[Opening Data listing section]

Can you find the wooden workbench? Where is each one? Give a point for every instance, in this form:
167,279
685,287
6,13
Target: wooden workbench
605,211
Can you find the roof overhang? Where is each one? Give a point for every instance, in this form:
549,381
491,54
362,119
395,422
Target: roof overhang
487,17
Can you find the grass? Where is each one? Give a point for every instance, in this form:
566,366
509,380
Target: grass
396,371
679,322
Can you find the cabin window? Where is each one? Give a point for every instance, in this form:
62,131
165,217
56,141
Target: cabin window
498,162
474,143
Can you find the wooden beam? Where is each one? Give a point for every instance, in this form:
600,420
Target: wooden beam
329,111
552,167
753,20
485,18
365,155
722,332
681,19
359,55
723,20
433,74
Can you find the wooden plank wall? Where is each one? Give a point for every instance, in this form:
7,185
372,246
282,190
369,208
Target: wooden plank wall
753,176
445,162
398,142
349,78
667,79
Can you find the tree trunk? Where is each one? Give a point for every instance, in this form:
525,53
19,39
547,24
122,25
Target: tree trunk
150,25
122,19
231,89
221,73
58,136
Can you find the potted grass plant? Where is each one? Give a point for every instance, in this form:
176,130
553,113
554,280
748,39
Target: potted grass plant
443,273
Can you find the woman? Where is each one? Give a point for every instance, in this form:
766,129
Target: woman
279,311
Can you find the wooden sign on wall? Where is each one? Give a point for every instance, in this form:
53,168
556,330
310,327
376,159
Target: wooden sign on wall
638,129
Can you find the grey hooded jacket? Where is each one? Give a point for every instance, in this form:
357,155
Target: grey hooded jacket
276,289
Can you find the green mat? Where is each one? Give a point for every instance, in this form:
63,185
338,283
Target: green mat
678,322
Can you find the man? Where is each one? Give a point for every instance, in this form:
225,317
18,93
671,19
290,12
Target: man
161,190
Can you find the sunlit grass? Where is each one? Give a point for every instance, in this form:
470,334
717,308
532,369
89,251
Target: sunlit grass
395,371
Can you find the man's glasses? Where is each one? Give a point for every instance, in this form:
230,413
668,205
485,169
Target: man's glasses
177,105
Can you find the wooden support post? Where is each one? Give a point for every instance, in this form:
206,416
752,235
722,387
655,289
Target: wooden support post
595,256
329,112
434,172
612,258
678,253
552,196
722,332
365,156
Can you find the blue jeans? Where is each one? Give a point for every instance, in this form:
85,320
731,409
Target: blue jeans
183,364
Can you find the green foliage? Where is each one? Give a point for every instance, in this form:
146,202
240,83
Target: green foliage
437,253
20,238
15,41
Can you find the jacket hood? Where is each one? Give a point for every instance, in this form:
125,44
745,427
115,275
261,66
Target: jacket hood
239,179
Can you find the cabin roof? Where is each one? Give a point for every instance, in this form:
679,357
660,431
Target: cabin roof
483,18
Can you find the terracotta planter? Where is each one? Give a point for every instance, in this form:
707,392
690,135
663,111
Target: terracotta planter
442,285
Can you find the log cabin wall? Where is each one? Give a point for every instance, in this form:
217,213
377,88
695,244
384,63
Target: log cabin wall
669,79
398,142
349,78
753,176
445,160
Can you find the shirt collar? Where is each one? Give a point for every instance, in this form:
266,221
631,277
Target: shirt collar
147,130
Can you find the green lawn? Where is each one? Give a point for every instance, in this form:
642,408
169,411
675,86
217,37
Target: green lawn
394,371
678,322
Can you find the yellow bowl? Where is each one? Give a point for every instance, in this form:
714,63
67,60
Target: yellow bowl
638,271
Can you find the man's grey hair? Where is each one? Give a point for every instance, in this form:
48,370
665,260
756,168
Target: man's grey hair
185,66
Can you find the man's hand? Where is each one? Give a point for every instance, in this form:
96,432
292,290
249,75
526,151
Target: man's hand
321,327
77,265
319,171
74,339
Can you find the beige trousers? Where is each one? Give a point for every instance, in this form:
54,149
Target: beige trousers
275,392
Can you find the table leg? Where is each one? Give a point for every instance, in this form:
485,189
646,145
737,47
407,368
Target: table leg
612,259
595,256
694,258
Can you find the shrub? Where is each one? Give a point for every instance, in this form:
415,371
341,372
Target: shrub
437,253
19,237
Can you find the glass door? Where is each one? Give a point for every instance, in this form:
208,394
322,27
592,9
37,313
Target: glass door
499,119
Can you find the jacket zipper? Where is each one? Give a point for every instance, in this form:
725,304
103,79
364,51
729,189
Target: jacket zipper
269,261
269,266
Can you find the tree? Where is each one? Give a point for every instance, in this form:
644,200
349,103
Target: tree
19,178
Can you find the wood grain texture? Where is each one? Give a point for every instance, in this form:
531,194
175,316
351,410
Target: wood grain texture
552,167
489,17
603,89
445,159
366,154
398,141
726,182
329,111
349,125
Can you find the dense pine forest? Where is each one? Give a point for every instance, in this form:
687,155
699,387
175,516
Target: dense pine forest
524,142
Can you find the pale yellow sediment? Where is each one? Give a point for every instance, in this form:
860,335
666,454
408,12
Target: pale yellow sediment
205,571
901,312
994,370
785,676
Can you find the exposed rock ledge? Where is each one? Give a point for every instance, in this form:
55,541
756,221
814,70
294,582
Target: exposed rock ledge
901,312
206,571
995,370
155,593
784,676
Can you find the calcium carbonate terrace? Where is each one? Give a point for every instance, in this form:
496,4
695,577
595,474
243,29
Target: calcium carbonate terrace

[Closing Data listing section]

Description of the task – Everything in the listing should be set down again exactly.

Answer for this exercise –
Can you find the wooden workbench? Where is each one? Give a point for every instance, in this form:
167,279
685,287
6,13
Target: wooden workbench
605,211
Can you find the roof overhang? Where is each one? Give a point for every instance, in this form:
549,381
491,54
362,119
395,422
Target: roof overhang
487,17
Can you find the grass? Where is each one? Give a point for every instance, in this form:
566,366
509,380
Target: grass
396,371
679,322
Can you find the cabin window? Where is each one? Give a point for every instance, in this form:
62,131
165,217
56,141
Target: cabin window
498,162
474,143
Can you find the wooden beam? Where is each one? Give a point for every instance, in this form:
600,420
Target: wooden beam
329,111
552,167
753,20
485,18
365,155
722,332
681,19
359,55
723,20
433,74
Can you find the wooden plank wall? Where is each one? Give a point for every instance, in this form:
7,185
372,246
282,190
369,208
Target: wooden plank wall
753,176
445,162
398,142
349,78
667,79
Can you find the tree trunk? Where is each one? Give a point for every instance, in this form:
525,53
19,39
547,24
122,25
Target: tree trunk
150,25
122,19
231,89
221,73
58,136
Can you find the potted grass plant? Where is each one? Give a point for every instance, in this form:
176,130
553,113
554,280
748,39
Target: potted grass plant
443,273
Can you find the woman? Where is each one? Give a point for every instance, in this form:
766,129
Target: woman
279,311
Can you find the wooden sign on wall? Where is each one? Give a point for every instance, in this form:
53,168
556,330
310,327
376,159
Target: wooden sign on wall
638,129
Can you find the grey hooded jacket? Where is each one? Give a point for every instance, in this form:
357,155
Target: grey hooded jacket
276,289
Can you find the green mat? Where is each one? Give a point for every instance, in this form:
63,185
338,283
Target: green mat
678,322
Can you find the man? Where is each one? Give a point for every instance, in this form:
225,317
18,93
671,19
290,12
Target: man
161,190
Can you find the sunlit grass? Where is each one? Give a point for every instance, in this form:
470,334
717,308
532,369
89,251
Target: sunlit grass
395,371
Can you find the man's glasses? Where is each one? Give a point for every instance, in this form:
230,413
668,205
485,169
Target: man's glasses
177,105
Can you find the wooden support post? Where is each one? Give a point for every instance, in this form:
206,416
752,235
722,387
655,289
Target: wooden support post
595,256
329,112
434,172
612,258
678,253
552,196
722,332
365,156
Can you find the blue jeans? Where is each one? Give a point for every instance, in this form:
85,320
731,409
Target: blue jeans
183,364
Can you find the green foliage? Where is each one? Give a point for every instance, in this form:
146,202
240,83
Target: green foliage
437,253
20,238
15,41
Can you find the jacket hood? Where is each one? Give a point for every instance, in this form:
125,44
745,427
115,275
261,66
Target: jacket hood
239,179
Can you find the cabin roof? Where is each one? Give a point for every instance, in this form:
679,357
660,431
Target: cabin roof
483,18
Can you find the terracotta planter? Where is each one? Give a point for every instance, in this form:
707,392
690,135
663,111
Target: terracotta planter
442,285
Can you find the log cabin wall? Where is each one? Give a point for every instance, in this form:
217,213
377,88
695,244
384,63
Target: log cabin wall
669,79
398,142
349,78
753,176
445,160
Can you find the shirt collar? Where is each one? Give a point for every instance, in this form:
266,221
631,277
Target: shirt collar
147,130
Can you find the green lawn? Where is each one? Give a point for every instance, in this form:
642,408
169,411
675,86
217,37
Target: green lawn
394,371
678,322
Can you find the yellow bowl? Where is each one? Give a point for every instance, in this form:
714,63
67,60
Target: yellow bowl
638,271
Can you find the man's grey hair? Where is each one? Give a point for every instance, in this form:
48,370
665,260
756,168
Target: man's grey hair
185,66
Can you find the man's hand? Where is each one? Give a point for every instance, in this form:
96,432
292,290
249,75
526,151
Target: man's hand
321,327
77,265
319,171
74,339
Can you find the beige trousers? Where is each one? Give a point for every instance, in this form:
54,149
Target: beige trousers
275,392
Can you find the table leg? Where is each one? Give a point for every instance, in this form:
485,189
646,145
737,47
407,368
Target: table leg
612,259
595,256
694,258
Can you find the shrub? Where is each one? Give a point for every instance, in this form:
415,371
341,372
Target: shrub
437,253
19,237
Can you find the glass door? Where is each one? Give a point for every instance, in this form:
208,394
322,27
592,9
37,313
Target: glass door
499,119
Can you find the jacket zipper? Where is each one? Give a point for every instance, in this form:
725,304
103,79
364,51
729,189
Target: jacket zipper
269,261
269,266
Can you find the tree? Where is each one? Give a point for every instance, in this form:
644,200
349,103
Target: tree
19,178
Can you find the wood grain texture? Where is each one? Give a point for every instance, in this form:
531,194
175,316
351,410
Target: wood grain texture
552,167
489,17
603,89
445,159
366,154
398,141
726,182
329,111
349,125
Can you find the dense pine forest? Where is each one? Give a point for every instance, in this form:
687,155
699,387
175,516
Target: dense pine forest
524,142
Can you find the pale yellow sediment? Where is each one? Give a point for every instance, in this form:
860,335
666,454
408,12
Target: pale yellow sediment
205,571
901,312
994,370
785,676
Can you find the exposed rock ledge? Where is each one? Give a point for every instance, in this form:
55,541
756,221
814,70
294,582
Target: exposed rock ledge
901,312
206,571
995,370
155,593
784,676
Can you find the calcium carbonate terrace? Where is each one? Give a point for every instance, in this form:
496,4
695,577
595,474
243,29
Target: calcium carbonate terrace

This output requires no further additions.